WORK TO COMPLETE -> Express each line of the records below as one string in a JSON list, with blank lines omitted.
Start of MATERIAL PROVIDED
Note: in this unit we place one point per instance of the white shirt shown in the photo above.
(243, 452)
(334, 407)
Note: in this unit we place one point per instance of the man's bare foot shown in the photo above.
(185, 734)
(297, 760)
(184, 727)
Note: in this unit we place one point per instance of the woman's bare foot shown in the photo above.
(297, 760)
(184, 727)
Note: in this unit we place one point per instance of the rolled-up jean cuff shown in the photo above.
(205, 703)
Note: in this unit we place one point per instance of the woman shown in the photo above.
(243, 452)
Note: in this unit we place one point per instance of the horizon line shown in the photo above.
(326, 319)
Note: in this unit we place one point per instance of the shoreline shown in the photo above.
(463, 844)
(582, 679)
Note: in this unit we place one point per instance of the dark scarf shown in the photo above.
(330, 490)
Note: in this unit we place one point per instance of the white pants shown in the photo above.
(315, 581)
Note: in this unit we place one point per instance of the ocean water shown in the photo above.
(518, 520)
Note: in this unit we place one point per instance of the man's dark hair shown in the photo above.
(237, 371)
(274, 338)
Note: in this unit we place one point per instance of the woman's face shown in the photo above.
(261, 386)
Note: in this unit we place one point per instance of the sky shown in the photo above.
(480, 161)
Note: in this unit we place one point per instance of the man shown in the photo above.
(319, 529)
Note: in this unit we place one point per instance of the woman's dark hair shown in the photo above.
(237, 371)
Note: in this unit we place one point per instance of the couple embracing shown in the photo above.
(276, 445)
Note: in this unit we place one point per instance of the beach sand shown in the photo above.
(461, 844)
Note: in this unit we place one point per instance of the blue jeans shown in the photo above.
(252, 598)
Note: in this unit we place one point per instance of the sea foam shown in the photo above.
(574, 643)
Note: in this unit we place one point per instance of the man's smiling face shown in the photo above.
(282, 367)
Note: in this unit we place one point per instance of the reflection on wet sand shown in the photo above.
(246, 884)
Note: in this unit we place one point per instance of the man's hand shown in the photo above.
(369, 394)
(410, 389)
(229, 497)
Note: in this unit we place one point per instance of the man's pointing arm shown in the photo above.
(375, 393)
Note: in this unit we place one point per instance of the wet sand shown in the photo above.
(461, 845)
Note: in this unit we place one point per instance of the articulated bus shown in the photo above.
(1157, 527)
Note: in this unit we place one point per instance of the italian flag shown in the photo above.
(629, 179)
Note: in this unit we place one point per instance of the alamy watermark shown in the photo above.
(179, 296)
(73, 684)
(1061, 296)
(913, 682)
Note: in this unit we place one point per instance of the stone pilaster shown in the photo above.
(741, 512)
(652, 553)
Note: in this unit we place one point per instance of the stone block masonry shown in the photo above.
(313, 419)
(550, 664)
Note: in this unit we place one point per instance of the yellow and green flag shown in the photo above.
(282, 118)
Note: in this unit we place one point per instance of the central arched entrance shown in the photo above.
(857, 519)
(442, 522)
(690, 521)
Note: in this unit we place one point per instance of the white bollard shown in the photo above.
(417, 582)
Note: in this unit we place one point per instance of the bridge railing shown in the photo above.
End of MATERIAL PROVIDED
RESPONSE BELOW ->
[
  "Note: in this unit we place one point per instance of the white shirt shown in the photo above.",
  "(243, 452)",
  "(334, 407)",
  "Note: in this unit we place one point per instance of the man's bare foot shown in the photo above.",
  "(185, 734)",
  "(297, 760)",
  "(184, 727)",
  "Note: in this unit we place one point per instance of the woman's bare foot shown in the photo above.",
  "(297, 760)",
  "(184, 727)",
  "Note: in this unit we place one point per instance of the rolled-up jean cuff shown in the photo above.",
  "(205, 703)",
  "Note: in this unit we place one point per instance of the woman shown in the photo above.",
  "(243, 452)",
  "Note: in this unit we place one point per instance of the horizon line shown in the photo above.",
  "(326, 319)",
  "Note: in this unit we place one point per instance of the shoreline shown in the photo above.",
  "(463, 844)",
  "(582, 679)",
  "Note: in this unit we place one point per instance of the dark scarf shown in the photo above.",
  "(330, 490)",
  "Note: in this unit we place one point per instance of the white pants shown in the photo above.",
  "(315, 581)",
  "Note: in this unit we place one point per instance of the ocean water shown in the photo above.",
  "(518, 520)",
  "Note: in this unit we place one point per instance of the man's dark hair shown in the photo above.",
  "(237, 371)",
  "(274, 338)",
  "Note: in this unit we place one point per instance of the woman's face shown in the photo above.",
  "(261, 386)",
  "Note: in this unit we place one point per instance of the sky shown in the photo above.",
  "(480, 161)",
  "Note: in this unit we place one point per instance of the man shown in the photo above.",
  "(319, 529)",
  "Note: in this unit we place one point per instance of the woman's dark hair shown in the photo above.",
  "(237, 371)",
  "Note: in this unit we place one point per instance of the couple embracing shown in the photo above.",
  "(276, 445)",
  "Note: in this unit we place one point per instance of the beach sand shown in the photo above.",
  "(461, 844)",
  "Note: in this unit we place one point per instance of the blue jeans shown in the photo above.",
  "(252, 598)",
  "Note: in this unit we place one point per instance of the sea foam shown in the photo above.",
  "(574, 643)",
  "Note: in this unit we place one point per instance of the man's smiling face shown in the photo above.",
  "(282, 367)",
  "Note: in this unit we place one point per instance of the reflection on wet sand shown in the photo above.",
  "(246, 884)",
  "Note: in this unit we place one point per instance of the man's hand shown in the photo above.",
  "(369, 394)",
  "(410, 389)",
  "(229, 497)",
  "Note: in this unit we place one point per instance of the man's pointing arm shown in the photo above.",
  "(375, 393)",
  "Note: in this unit we place one point per instance of the wet sand shown in the photo above.",
  "(461, 845)",
  "Note: in this unit we place one point per instance of the articulated bus shown in the photo above.",
  "(1157, 527)",
  "Note: in this unit we place one point per instance of the italian flag shown in the photo above.",
  "(629, 179)",
  "Note: in this unit we place one point per instance of the alamy watermark shown in the photo above.",
  "(179, 296)",
  "(73, 684)",
  "(1061, 296)",
  "(913, 682)",
  "Note: in this unit we place one point per instance of the stone pilaster shown in the photo above.",
  "(741, 512)",
  "(652, 553)",
  "Note: in this unit we place one point per instance of the stone block masonry shown in the photo above.",
  "(313, 419)",
  "(550, 664)",
  "Note: in this unit we place one point per instance of the yellow and green flag shown in the photo above.",
  "(282, 118)",
  "Note: in this unit we place one point per instance of the central arched entrance shown in the photo above.",
  "(857, 519)",
  "(442, 522)",
  "(690, 521)",
  "Note: in this unit we place one point per instance of the white bollard shown in the photo above.",
  "(417, 582)",
  "Note: in this unit we place one point per instance of the bridge railing shown in the photo above."
]